[EXERCISE INSTRUCTIONS] Repeat every one of the records below character for character, leaving the pictures out of your answer.

[EXCERPTED RECORDS]
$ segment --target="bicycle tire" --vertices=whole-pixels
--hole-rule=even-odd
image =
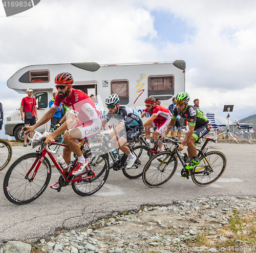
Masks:
[[[26,175],[36,159],[40,161],[41,155],[30,153],[17,159],[9,168],[4,180],[4,192],[8,200],[17,204],[28,204],[39,197],[50,181],[51,165],[45,157],[35,177],[32,181]],[[30,175],[33,175],[32,170]]]
[[[6,168],[10,163],[12,156],[12,149],[11,144],[5,140],[0,140],[0,171]]]
[[[132,168],[123,168],[122,170],[124,176],[133,179],[142,175],[144,166],[153,154],[150,148],[144,145],[136,146],[132,150],[132,153],[137,157],[134,166]],[[128,156],[126,156],[126,157],[125,162]]]
[[[227,158],[219,151],[211,151],[206,156],[211,168],[207,164],[204,156],[199,159],[200,163],[193,170],[193,173],[202,170],[202,173],[191,175],[193,182],[200,186],[208,186],[216,181],[223,174],[227,165]]]
[[[163,155],[163,157],[159,158],[161,155]],[[173,155],[172,152],[158,153],[145,165],[142,173],[143,182],[149,187],[162,186],[174,175],[177,167],[177,158],[175,155]],[[164,170],[161,170],[164,169]]]
[[[105,183],[110,171],[109,160],[103,153],[90,152],[86,158],[95,175],[92,178],[71,183],[73,191],[80,196],[90,196],[97,192]]]

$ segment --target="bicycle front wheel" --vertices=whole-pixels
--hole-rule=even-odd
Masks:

[EXERCISE SOLUTION]
$ segment --target="bicycle tire" --vertices=whole-pixels
--hole-rule=even-odd
image =
Masks:
[[[26,175],[36,159],[40,161],[41,155],[30,153],[17,159],[9,168],[4,180],[4,192],[8,200],[17,204],[28,204],[39,197],[50,181],[51,165],[45,157],[35,177],[32,181]],[[30,175],[33,175],[32,170]]]
[[[6,168],[10,163],[12,156],[12,149],[11,144],[5,140],[0,140],[0,171]]]
[[[132,168],[123,168],[122,170],[124,176],[133,179],[142,175],[144,166],[153,154],[150,148],[144,145],[136,146],[132,150],[132,153],[137,157],[134,166]],[[128,156],[126,156],[126,157],[125,162]]]
[[[227,158],[219,151],[211,151],[206,156],[211,168],[207,164],[204,156],[199,159],[200,163],[193,170],[193,173],[202,170],[202,173],[191,175],[193,182],[200,186],[208,186],[216,181],[223,174],[227,165]]]
[[[163,155],[163,157],[159,158],[161,155]],[[173,155],[172,152],[158,153],[145,165],[142,173],[143,182],[149,187],[162,186],[174,175],[177,167],[177,158],[175,155]],[[164,170],[161,170],[164,169]]]
[[[105,183],[110,171],[109,160],[103,153],[90,152],[86,158],[95,175],[92,178],[71,183],[73,191],[80,196],[90,196],[97,192]]]

$ segment --target="bicycle front wheel" --vertices=whole-pixels
--hole-rule=even-odd
Masks:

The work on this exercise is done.